> [SEITE]:
--------------------------------
Und letztlich sind aus dem Desktop-Markt mittlerweile weitestgehend alle non-x86 konformen Prozessoren verschwunden, so daß (in Europa) problemlose 95 Prozent aller PC-Käufer nicht einmal wissen, daß aktuelle IBM-Prozessoren auch unterhalb von einem Gigahertz keine Vergleiche zu den aktuellen Intel-Boliden von über zwei Gigahertz scheuen müssen. So gesehen ist es klar, daß man im Desktop-Bereich vor dem Pentium 4 Prozessor weitestgehend Megahertz mit Leistung gleichgesetzt hat - richtig wird es dadurch jedoch nicht und war es auch nie.

An dieser Stelle ist es jedoch müßig, weiter darüber zu reden, warum "Megahertz ist gleich Leistung" falsch ist. Wichtiger erscheint uns: Diese Aussage ist auch in der von Intel gewählten Formulierung falsch. Diese sagt zwar nicht aus, um welche Prozessoren es hier genau handelt und man könnte argumentieren, daß die Intel-Formulierung korrekt sei, wenn man rein beim Pentium 4 bliebt.

Wir halten eine derartige Argumentation allerdings für ernsthaft falsch. Denn: Wenn auf eine allgemein gehaltete Aussage nur eine Teilmenge einwandfrei zutrifft und der Rest dazu neutral steht, kann man eine derartige Aussage treffen, da sie letztlich nicht direkt falsch ist. Wenn auf eine allgemein gehaltete Aussage jedoch eine Teilmenge einwandfrei nicht zutrifft, spielt es auch keine Rolle mehr, ob eine andere Teilmenge sehr wohl zutrifft - die Aussage ist dann prinzipiell falsch.
--------------------------------
> [AUSGANGSMATERIAL]:
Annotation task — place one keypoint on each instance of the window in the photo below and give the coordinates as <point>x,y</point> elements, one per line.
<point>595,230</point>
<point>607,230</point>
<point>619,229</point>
--------------------------------
> [AUFGABEN]:
1) Welche Angaben in Prozent oder Gigahertz stehen auf der Seite? Zähl sie alle auf.
2) Gib den Abschnitt der Seite wörtlich wieder, der mit „An dieser Stelle“ anfängt und mit „dann prinzipiell falsch.“ aufhört.
Die Auflistung hat nichts mit der Seite zu tun.

> [LÖSUNGEN]:
1)
- 95 Prozent
- einem Gigahertz
- zwei Gigahertz

2)
An dieser Stelle ist es jedoch müßig, weiter darüber zu reden, warum "Megahertz ist gleich Leistung" falsch ist. Wichtiger erscheint uns: Diese Aussage ist auch in der von Intel gewählten Formulierung falsch. Diese sagt zwar nicht aus, um welche Prozessoren es hier genau handelt und man könnte argumentieren, daß die Intel-Formulierung korrekt sei, wenn man rein beim Pentium 4 bliebt.

Wir halten eine derartige Argumentation allerdings für ernsthaft falsch. Denn: Wenn auf eine allgemein gehaltete Aussage nur eine Teilmenge einwandfrei zutrifft und der Rest dazu neutral steht, kann man eine derartige Aussage treffen, da sie letztlich nicht direkt falsch ist. Wenn auf eine allgemein gehaltete Aussage jedoch eine Teilmenge einwandfrei nicht zutrifft, spielt es auch keine Rolle mehr, ob eine andere Teilmenge sehr wohl zutrifft - die Aussage ist dann prinzipiell falsch.